## begin Records

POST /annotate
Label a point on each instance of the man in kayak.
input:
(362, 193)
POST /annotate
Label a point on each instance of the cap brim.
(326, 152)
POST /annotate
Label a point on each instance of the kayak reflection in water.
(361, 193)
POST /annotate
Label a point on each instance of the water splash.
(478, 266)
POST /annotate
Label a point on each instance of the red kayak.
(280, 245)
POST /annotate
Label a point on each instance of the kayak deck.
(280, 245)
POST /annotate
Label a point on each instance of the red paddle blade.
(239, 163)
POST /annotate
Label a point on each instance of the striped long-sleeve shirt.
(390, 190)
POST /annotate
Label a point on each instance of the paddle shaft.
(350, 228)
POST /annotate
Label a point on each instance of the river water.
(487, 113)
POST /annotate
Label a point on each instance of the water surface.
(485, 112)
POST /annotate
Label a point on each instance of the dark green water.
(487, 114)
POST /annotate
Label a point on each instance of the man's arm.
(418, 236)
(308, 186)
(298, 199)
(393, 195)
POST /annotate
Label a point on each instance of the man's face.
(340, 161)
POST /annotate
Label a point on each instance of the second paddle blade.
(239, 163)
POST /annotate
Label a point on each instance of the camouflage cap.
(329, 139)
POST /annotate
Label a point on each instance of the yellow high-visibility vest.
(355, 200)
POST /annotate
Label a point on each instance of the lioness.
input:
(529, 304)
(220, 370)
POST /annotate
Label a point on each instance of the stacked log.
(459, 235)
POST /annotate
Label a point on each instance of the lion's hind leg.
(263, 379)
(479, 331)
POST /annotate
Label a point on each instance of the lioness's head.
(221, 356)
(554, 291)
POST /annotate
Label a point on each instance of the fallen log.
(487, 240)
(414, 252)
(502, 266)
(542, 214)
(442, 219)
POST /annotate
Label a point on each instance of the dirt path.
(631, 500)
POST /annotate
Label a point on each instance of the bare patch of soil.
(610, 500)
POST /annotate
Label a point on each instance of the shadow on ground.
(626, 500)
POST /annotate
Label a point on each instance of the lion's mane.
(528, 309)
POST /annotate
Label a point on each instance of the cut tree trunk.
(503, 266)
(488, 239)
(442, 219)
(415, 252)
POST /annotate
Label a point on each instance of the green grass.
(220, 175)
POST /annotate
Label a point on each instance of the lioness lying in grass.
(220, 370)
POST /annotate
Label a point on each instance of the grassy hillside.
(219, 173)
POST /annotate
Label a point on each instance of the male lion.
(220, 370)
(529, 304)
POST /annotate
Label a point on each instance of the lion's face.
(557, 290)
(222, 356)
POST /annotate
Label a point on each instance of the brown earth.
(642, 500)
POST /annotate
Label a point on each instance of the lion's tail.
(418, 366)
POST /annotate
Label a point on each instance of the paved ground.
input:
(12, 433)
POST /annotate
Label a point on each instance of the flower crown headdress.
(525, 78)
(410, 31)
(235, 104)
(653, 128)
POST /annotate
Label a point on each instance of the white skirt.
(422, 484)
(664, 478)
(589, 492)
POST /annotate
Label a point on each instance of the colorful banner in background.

## end Records

Job: Find every line in the listing above that contains the word "water" and copy each of those lines. Case counts.

Expected answer:
Label a point on each instance of the kayak reflection in water.
Label a point on each instance of the water splash.
Label a point on each instance of the river water.
Label a point on each instance of the water surface.
Label a point on each instance of the dark green water.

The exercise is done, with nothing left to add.